/---

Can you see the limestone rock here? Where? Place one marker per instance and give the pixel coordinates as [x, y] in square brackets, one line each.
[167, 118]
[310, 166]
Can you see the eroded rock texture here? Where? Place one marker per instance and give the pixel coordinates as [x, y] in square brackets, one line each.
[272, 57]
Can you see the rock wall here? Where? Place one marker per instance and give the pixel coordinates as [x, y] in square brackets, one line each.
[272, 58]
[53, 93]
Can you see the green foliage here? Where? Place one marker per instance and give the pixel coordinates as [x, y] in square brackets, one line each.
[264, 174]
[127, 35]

\---
/---

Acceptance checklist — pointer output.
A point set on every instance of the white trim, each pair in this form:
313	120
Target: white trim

\---

Directions —
Nothing but a number should be given: the count of lines above that hold "white".

Your solution —
2